About this exercise »
All records must be quoted exactly. Omit the pictures.
Start of Dataset
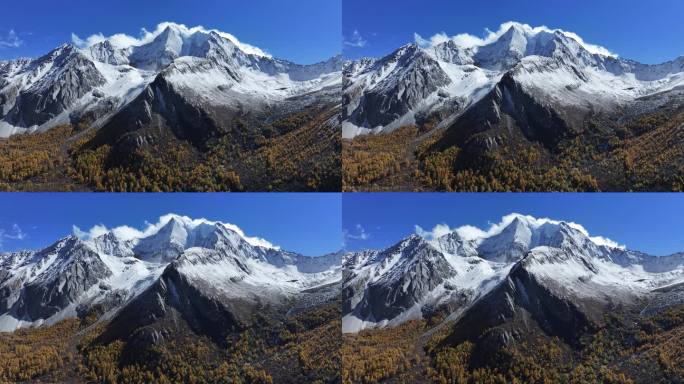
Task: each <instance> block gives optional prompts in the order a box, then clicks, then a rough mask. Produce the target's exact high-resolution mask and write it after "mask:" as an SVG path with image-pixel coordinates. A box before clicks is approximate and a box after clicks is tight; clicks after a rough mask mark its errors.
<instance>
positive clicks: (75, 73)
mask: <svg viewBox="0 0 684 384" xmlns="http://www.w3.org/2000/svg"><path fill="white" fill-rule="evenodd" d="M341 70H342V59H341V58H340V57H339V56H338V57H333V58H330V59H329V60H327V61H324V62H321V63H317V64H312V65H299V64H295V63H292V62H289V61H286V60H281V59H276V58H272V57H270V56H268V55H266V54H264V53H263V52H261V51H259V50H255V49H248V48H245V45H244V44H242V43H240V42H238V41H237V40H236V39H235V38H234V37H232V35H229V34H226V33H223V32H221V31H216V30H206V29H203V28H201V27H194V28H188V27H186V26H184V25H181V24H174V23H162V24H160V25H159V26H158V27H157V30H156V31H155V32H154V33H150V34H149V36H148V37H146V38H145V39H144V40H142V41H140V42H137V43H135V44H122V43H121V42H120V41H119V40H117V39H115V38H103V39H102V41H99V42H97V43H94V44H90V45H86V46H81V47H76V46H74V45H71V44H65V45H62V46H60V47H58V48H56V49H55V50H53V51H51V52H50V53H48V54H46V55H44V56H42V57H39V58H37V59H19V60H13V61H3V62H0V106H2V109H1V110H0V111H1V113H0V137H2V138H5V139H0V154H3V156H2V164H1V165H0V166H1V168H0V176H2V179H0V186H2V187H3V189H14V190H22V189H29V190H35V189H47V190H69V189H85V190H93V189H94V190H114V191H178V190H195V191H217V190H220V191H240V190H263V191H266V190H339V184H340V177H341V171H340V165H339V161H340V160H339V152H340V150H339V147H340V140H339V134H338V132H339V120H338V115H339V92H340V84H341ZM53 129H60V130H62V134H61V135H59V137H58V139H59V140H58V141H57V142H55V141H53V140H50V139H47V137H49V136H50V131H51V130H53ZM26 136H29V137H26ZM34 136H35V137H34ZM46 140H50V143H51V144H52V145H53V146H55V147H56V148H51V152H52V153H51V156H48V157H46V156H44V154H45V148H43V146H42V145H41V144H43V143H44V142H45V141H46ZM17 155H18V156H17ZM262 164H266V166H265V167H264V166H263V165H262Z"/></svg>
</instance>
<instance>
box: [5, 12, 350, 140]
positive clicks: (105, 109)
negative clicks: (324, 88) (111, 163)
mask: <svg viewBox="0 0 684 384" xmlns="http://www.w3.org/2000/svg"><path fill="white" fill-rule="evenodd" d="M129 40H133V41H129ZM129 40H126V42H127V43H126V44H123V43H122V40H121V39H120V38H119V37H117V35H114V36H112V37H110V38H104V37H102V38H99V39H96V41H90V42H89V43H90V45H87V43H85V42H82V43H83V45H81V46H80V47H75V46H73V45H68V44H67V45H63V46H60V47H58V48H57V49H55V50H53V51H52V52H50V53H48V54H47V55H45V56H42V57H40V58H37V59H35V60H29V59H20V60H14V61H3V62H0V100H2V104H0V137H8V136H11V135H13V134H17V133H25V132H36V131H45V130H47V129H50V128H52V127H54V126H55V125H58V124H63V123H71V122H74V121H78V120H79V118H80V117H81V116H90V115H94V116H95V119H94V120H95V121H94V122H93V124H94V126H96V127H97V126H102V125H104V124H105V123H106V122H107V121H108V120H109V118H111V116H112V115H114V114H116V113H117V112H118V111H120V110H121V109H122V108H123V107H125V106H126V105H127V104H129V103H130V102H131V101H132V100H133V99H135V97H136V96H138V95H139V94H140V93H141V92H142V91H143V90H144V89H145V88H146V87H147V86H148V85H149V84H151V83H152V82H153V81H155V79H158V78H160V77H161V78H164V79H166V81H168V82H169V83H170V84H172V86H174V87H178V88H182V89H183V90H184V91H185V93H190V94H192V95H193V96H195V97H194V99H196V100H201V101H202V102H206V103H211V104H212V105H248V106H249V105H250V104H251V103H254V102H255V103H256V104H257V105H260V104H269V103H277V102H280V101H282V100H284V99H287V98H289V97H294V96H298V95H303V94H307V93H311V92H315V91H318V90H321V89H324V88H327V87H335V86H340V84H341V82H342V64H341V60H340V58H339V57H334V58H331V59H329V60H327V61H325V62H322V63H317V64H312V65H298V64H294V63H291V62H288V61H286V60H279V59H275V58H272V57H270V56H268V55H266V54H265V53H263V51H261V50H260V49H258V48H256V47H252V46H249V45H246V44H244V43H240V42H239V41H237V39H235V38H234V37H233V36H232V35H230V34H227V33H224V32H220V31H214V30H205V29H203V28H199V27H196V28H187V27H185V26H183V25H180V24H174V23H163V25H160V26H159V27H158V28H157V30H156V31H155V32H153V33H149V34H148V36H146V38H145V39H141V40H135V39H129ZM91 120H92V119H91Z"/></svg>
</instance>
End of Dataset
Result below »
Task: each <instance> block gives optional prompts in the order a box, then clicks, then a rough mask. Produce the target's exact high-resolution mask and write it after "mask:" as an SVG path with image-pixel coordinates. A box before clicks is approximate and a box after clicks is tight; clicks after a rough mask mark its errors.
<instance>
positive clicks: (75, 73)
mask: <svg viewBox="0 0 684 384" xmlns="http://www.w3.org/2000/svg"><path fill="white" fill-rule="evenodd" d="M341 70H342V59H341V58H340V57H339V56H338V57H333V58H330V59H329V60H327V61H324V62H321V63H317V64H312V65H299V64H295V63H292V62H289V61H286V60H281V59H276V58H272V57H270V56H268V55H266V54H264V53H263V52H261V51H259V50H255V49H248V48H245V45H244V44H242V43H240V42H238V41H237V40H236V39H235V38H234V37H232V35H229V34H226V33H223V32H221V31H216V30H206V29H203V28H201V27H194V28H188V27H186V26H184V25H181V24H174V23H162V24H160V25H159V26H158V27H157V30H156V31H155V32H154V33H150V34H149V36H148V37H146V38H145V39H144V40H142V41H140V42H137V43H135V44H122V43H121V42H120V41H119V40H117V39H115V38H103V39H102V41H99V42H97V43H94V44H90V45H86V46H81V47H76V46H74V45H71V44H65V45H62V46H60V47H58V48H56V49H55V50H53V51H51V52H50V53H48V54H46V55H44V56H42V57H39V58H37V59H19V60H13V61H3V62H0V106H2V109H1V110H0V111H1V113H0V137H2V138H5V139H0V154H3V156H2V164H1V165H0V166H1V168H0V176H2V179H0V186H2V187H3V189H14V190H22V189H29V190H35V189H47V190H69V189H85V190H93V189H94V190H114V191H178V190H195V191H217V190H220V191H240V190H263V191H266V190H339V184H340V177H341V171H340V165H339V161H340V160H339V152H340V150H339V147H340V140H339V134H338V132H339V120H338V115H339V92H340V84H341ZM53 129H60V130H62V134H61V135H59V137H58V139H59V140H58V141H57V142H55V141H53V140H50V139H47V137H49V136H50V131H51V130H53ZM26 136H29V137H26ZM34 136H35V137H34ZM46 140H50V143H51V144H52V145H53V146H55V147H56V148H51V152H52V153H51V156H48V157H46V156H44V154H45V148H43V146H42V145H41V144H43V143H44V142H45V141H46ZM17 155H18V156H17ZM262 164H266V166H265V167H264V166H263V165H262Z"/></svg>
</instance>
<instance>
box: [5, 12, 350, 140]
positive clicks: (105, 109)
negative clicks: (324, 88) (111, 163)
mask: <svg viewBox="0 0 684 384" xmlns="http://www.w3.org/2000/svg"><path fill="white" fill-rule="evenodd" d="M129 40H133V41H129ZM129 40H126V42H127V43H126V44H123V43H122V40H121V39H120V38H119V37H117V35H114V36H112V37H110V38H104V37H102V38H99V39H96V41H90V42H89V43H90V45H87V43H85V42H82V43H83V45H81V46H80V47H75V46H73V45H68V44H67V45H63V46H60V47H58V48H57V49H55V50H53V51H52V52H50V53H48V54H47V55H45V56H42V57H40V58H37V59H35V60H29V59H20V60H14V61H3V62H0V100H2V104H0V137H8V136H11V135H13V134H17V133H25V132H36V131H45V130H47V129H50V128H52V127H54V126H55V125H58V124H63V123H71V122H74V121H78V120H79V118H80V117H81V116H90V115H94V116H95V119H94V120H95V121H94V122H93V124H94V126H96V127H97V126H102V125H104V124H105V123H106V122H107V121H108V120H109V118H111V116H112V115H114V114H116V113H117V112H118V111H120V110H121V109H122V108H123V107H125V106H126V105H127V104H129V103H130V102H131V101H132V100H133V99H135V97H136V96H138V95H139V94H140V93H141V92H142V91H143V90H144V89H145V88H146V87H147V86H148V85H149V84H151V83H152V82H153V81H155V79H158V78H160V77H161V78H164V79H166V81H168V82H169V83H170V84H172V86H174V87H178V88H182V89H183V90H184V91H185V93H190V94H192V95H193V96H195V97H194V99H196V100H201V101H202V102H206V103H211V104H212V105H248V106H249V105H250V104H251V103H254V102H255V103H256V104H257V105H260V104H269V103H277V102H280V101H282V100H284V99H287V98H289V97H294V96H298V95H303V94H307V93H311V92H315V91H318V90H321V89H324V88H327V87H335V86H340V84H341V82H342V64H341V60H340V58H339V57H334V58H331V59H329V60H327V61H325V62H322V63H317V64H312V65H298V64H294V63H291V62H288V61H286V60H279V59H275V58H272V57H270V56H268V55H266V54H265V53H263V51H261V50H260V49H258V48H256V47H252V46H249V45H246V44H244V43H240V42H239V41H237V39H235V38H234V37H233V36H232V35H230V34H227V33H224V32H220V31H214V30H205V29H203V28H199V27H196V28H187V27H185V26H183V25H180V24H174V23H163V25H160V26H159V27H158V28H157V30H156V31H155V32H153V33H149V34H148V36H146V38H145V39H141V40H135V39H129ZM91 120H92V119H91Z"/></svg>
</instance>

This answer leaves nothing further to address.